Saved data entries

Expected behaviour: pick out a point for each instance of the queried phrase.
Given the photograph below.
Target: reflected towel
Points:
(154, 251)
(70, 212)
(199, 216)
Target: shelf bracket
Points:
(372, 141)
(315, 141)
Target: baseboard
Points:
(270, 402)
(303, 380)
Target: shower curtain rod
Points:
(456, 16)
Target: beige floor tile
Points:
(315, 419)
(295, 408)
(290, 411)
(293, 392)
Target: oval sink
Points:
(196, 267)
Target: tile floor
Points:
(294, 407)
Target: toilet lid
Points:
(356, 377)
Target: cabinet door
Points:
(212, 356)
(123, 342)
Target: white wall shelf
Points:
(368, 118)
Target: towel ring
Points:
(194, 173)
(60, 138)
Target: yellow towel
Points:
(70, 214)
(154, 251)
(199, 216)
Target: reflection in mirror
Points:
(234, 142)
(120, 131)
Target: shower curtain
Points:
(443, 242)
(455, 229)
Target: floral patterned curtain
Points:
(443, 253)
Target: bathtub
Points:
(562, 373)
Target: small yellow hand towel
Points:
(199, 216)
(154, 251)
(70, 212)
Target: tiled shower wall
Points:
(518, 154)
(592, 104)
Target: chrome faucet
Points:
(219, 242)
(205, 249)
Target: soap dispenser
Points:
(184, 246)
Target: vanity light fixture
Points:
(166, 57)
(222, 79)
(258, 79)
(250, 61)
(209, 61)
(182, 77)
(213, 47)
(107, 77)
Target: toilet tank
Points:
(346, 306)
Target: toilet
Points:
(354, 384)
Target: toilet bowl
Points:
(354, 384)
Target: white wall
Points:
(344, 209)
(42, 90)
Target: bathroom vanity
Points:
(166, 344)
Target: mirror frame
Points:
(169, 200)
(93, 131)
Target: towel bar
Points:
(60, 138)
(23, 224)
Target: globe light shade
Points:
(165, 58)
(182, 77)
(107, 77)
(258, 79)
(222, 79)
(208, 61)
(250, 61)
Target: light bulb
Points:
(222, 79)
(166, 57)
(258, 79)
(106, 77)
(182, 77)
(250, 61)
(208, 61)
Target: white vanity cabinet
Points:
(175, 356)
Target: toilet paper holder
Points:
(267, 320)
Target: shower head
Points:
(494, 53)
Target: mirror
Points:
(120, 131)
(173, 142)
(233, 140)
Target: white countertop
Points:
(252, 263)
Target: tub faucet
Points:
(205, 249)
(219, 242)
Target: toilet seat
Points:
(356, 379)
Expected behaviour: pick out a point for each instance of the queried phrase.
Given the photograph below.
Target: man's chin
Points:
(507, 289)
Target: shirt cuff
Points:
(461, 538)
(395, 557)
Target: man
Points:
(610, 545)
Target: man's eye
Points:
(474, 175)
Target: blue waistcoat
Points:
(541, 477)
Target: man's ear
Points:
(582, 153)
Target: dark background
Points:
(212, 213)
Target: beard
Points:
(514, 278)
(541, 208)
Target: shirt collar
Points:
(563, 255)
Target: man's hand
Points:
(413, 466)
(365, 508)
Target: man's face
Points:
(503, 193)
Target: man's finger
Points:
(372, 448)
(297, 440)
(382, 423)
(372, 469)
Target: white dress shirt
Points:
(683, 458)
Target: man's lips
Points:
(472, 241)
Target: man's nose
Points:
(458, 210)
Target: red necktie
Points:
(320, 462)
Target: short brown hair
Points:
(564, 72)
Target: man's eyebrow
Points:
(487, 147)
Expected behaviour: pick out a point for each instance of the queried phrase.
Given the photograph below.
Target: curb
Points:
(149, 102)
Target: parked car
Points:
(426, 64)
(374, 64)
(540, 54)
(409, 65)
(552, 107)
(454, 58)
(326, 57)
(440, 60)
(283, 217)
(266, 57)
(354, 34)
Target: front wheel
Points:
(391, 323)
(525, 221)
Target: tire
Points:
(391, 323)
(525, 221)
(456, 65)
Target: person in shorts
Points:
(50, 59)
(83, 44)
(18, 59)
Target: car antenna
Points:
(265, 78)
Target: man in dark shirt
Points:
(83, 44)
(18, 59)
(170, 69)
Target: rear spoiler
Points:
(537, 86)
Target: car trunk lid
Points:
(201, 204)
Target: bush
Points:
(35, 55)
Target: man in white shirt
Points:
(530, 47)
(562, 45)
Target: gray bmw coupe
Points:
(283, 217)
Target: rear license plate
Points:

• [ASSIGNMENT]: Each record above is to be written out again exactly.

• [YOUR RESPONSE]:
Expected behaviour: pick out a point for each instance of the queried phrase.
Given the photograph below.
Target: reflected towel
Points:
(154, 251)
(70, 212)
(199, 216)
Target: shelf bracket
Points:
(372, 141)
(315, 141)
Target: baseboard
Points:
(270, 402)
(303, 380)
Target: shower curtain rod
Points:
(456, 16)
Target: beige floor tile
Points:
(315, 419)
(295, 408)
(290, 411)
(293, 392)
Target: oval sink
Points:
(196, 267)
Target: tile floor
Points:
(294, 407)
Target: toilet lid
Points:
(356, 377)
Target: cabinet door
Points:
(212, 356)
(123, 342)
Target: white wall shelf
Points:
(368, 118)
Target: towel ring
Points:
(194, 173)
(60, 138)
Target: yellow towel
Points:
(70, 214)
(154, 251)
(199, 216)
Target: reflection in mirror
Points:
(234, 142)
(120, 131)
Target: shower curtain
Points:
(443, 242)
(455, 229)
Target: floral patterned curtain
Points:
(443, 253)
Target: bathtub
Points:
(562, 373)
Target: small yellow hand towel
Points:
(199, 216)
(154, 251)
(70, 212)
Target: tiled shower wall
Points:
(518, 154)
(592, 104)
Target: chrome faucet
Points:
(219, 242)
(205, 249)
Target: soap dispenser
Points:
(184, 246)
Target: vanity light fixture
Points:
(166, 57)
(222, 79)
(258, 79)
(250, 61)
(209, 61)
(182, 77)
(213, 47)
(107, 77)
Target: toilet tank
Points:
(346, 306)
Target: toilet
Points:
(354, 384)
Target: toilet bowl
Points:
(354, 384)
Target: white wall
Points:
(344, 209)
(42, 90)
Target: bathroom vanity
Points:
(166, 344)
Target: mirror frame
Points:
(169, 200)
(93, 131)
Target: towel bar
Points:
(60, 138)
(23, 224)
Target: globe light shade
Points:
(165, 58)
(182, 77)
(107, 77)
(258, 79)
(222, 79)
(208, 61)
(250, 61)
Target: light bulb
Points:
(222, 79)
(166, 57)
(258, 79)
(106, 77)
(182, 77)
(250, 61)
(208, 61)
Target: white vanity cabinet
Points:
(175, 356)
Target: toilet paper holder
Points:
(267, 320)
Target: shower head
Points:
(494, 53)
Target: mirror
Points:
(120, 131)
(173, 142)
(233, 140)
Target: white countertop
Points:
(252, 263)
Target: tub faucet
Points:
(205, 249)
(219, 242)
Target: toilet seat
Points:
(356, 379)
Expected behaviour: pick out a point for each instance of the queried phrase.
Given the photograph below.
Target: man's chin
Points:
(507, 289)
Target: shirt cuff
Points:
(461, 538)
(395, 557)
Target: man
Points:
(610, 545)
Target: man's eye
Points:
(474, 175)
Target: blue waistcoat
Points:
(541, 477)
Target: man's ear
Points:
(582, 153)
Target: dark background
Points:
(212, 213)
Target: beard
Points:
(514, 278)
(541, 208)
Target: shirt collar
Points:
(563, 255)
Target: man's hand
Points:
(413, 466)
(365, 508)
Target: man's face
Points:
(503, 193)
Target: man's finger
Points:
(372, 448)
(297, 440)
(382, 423)
(372, 469)
Target: white dress shirt
Points:
(683, 458)
Target: man's lips
Points:
(472, 241)
Target: man's nose
Points:
(458, 210)
Target: red necktie
Points:
(320, 462)
Target: short brown hair
Points:
(564, 72)
Target: man's eyebrow
Points:
(487, 147)
Expected behaviour: pick out a point for each instance of the queried phrase.
Given the photograph below.
Target: curb
Points:
(149, 102)
Target: parked car
Points:
(426, 64)
(374, 64)
(540, 54)
(409, 65)
(552, 107)
(454, 58)
(326, 57)
(440, 60)
(283, 217)
(266, 57)
(354, 34)
Target: front wheel
Points:
(391, 323)
(525, 221)
Target: tire
Points:
(391, 323)
(525, 221)
(456, 65)
Target: person in shorts
Points:
(50, 59)
(83, 44)
(18, 59)
Target: car antenna
Points:
(265, 78)
Target: man in dark shirt
Points:
(83, 44)
(18, 59)
(170, 69)
Target: rear spoiler
Points:
(537, 86)
Target: car trunk lid
Points:
(201, 204)
Target: bush
Points:
(35, 55)
Target: man in white shirt
Points:
(530, 47)
(562, 45)
Target: gray bmw coupe
Points:
(283, 217)
Target: rear license plate
Points:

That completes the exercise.